**Stated goal:**
Report every line below that contains the string "window". Copy each matching line in full.

-- Start of Material --

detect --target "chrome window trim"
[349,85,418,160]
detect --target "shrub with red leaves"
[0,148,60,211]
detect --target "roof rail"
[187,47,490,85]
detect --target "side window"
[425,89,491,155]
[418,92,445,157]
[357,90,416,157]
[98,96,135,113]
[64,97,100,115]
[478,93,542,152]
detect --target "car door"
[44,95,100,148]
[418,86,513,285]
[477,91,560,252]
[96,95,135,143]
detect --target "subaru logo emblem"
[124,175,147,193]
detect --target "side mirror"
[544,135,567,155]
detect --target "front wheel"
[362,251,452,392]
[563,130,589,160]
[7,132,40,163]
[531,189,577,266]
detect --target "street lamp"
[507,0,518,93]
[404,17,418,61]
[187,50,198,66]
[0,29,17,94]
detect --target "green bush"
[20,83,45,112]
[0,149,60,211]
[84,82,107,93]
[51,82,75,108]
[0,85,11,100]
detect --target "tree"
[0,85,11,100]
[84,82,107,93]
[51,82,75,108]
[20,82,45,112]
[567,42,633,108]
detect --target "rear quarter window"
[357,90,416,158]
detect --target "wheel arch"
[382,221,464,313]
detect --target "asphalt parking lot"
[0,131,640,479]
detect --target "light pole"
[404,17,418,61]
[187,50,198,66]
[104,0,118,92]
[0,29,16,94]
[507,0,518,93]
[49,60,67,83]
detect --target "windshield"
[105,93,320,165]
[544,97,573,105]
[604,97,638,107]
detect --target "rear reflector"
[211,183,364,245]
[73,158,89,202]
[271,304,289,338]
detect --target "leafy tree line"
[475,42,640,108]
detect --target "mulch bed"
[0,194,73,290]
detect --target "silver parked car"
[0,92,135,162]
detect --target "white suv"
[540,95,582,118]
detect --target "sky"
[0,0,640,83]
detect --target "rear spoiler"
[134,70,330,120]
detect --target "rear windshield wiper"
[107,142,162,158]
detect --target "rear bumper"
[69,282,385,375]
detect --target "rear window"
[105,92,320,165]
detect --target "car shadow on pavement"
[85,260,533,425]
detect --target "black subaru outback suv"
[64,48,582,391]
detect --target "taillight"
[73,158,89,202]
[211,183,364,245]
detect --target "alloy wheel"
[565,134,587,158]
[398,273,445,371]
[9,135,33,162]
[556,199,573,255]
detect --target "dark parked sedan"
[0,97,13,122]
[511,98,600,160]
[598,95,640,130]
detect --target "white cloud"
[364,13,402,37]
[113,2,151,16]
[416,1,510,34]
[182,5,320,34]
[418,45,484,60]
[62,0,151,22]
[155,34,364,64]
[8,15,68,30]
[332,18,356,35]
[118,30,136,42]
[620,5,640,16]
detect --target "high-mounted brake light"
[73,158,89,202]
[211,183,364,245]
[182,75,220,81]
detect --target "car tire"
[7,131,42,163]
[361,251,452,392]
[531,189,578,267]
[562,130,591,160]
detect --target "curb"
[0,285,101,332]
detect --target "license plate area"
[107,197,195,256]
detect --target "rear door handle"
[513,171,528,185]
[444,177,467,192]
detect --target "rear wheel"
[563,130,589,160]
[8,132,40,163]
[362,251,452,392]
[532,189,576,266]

-- End of Material --
-- Start of Material --

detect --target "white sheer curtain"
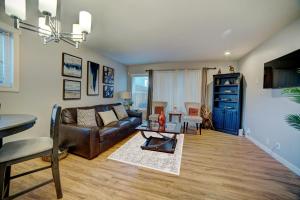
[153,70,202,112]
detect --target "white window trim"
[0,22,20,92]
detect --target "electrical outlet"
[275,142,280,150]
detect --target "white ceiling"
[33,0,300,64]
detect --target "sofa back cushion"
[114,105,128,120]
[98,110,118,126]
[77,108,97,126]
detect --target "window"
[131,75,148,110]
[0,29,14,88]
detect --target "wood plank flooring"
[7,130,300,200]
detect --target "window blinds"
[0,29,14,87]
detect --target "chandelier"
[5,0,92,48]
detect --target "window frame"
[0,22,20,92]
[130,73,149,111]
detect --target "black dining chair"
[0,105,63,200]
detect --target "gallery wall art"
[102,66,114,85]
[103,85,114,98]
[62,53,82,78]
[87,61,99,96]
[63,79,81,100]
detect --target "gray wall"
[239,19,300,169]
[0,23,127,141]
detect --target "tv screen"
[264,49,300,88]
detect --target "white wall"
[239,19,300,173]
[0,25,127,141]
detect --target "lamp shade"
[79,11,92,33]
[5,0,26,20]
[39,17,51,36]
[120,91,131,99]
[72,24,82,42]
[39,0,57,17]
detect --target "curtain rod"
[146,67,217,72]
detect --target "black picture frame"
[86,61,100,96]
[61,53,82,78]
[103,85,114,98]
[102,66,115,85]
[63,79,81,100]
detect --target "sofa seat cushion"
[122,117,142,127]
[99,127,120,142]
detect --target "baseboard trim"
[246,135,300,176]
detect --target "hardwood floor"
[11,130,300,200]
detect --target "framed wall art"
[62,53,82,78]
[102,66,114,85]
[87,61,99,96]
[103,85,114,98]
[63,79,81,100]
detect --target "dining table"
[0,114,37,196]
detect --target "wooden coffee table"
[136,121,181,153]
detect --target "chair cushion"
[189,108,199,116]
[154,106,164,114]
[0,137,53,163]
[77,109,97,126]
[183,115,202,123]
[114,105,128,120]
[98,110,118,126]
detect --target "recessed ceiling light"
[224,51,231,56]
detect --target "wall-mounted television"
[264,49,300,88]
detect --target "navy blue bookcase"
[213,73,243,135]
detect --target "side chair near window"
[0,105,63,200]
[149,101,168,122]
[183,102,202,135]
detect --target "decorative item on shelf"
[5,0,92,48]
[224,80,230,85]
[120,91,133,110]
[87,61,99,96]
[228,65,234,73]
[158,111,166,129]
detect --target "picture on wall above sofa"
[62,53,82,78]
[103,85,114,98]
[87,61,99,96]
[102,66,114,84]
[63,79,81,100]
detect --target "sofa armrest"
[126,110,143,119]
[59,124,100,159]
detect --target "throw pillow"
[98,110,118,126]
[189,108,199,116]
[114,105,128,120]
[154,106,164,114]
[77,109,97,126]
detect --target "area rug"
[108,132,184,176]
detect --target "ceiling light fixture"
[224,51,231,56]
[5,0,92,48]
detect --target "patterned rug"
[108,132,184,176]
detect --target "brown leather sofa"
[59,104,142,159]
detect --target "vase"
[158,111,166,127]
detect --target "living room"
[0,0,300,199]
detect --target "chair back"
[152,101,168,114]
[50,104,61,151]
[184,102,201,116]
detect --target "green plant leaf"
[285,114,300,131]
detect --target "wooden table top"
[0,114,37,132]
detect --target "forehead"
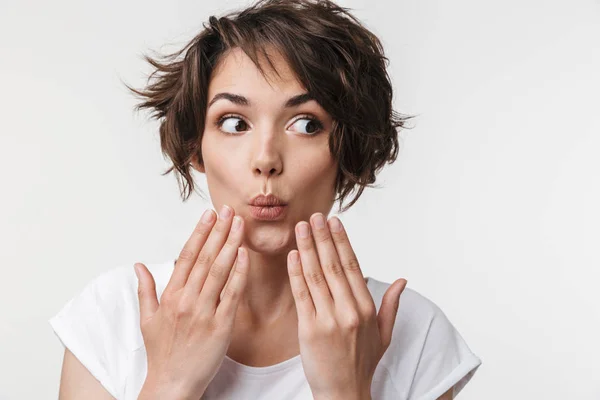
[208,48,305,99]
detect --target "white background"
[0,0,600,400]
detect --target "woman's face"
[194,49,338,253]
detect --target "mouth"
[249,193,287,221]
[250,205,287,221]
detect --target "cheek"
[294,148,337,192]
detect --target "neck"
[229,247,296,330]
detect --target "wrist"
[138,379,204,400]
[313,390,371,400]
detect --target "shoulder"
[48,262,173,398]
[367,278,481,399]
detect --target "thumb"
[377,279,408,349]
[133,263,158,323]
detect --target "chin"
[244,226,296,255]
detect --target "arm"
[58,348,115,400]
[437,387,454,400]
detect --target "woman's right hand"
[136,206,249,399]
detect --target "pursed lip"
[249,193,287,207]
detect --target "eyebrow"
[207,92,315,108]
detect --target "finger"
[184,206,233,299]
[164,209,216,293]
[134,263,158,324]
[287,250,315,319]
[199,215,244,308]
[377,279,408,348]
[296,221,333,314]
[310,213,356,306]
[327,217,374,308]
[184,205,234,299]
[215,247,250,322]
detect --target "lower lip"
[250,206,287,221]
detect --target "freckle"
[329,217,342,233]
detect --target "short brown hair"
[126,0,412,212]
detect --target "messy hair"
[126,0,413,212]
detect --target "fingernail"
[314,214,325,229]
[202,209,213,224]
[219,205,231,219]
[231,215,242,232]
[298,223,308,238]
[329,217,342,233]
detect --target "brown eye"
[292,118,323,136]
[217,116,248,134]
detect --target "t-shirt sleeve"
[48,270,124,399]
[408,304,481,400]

-- End of Material --

**Response:**
detect --target "chrome window trim"
detect --target "side window"
detect --target "rear quarter window"
detect --target "rear window"
detect --target "white window trim"
detect --target "window"
detect --target "window blinds"
detect --target "window frame"
detect --target "side chair near window"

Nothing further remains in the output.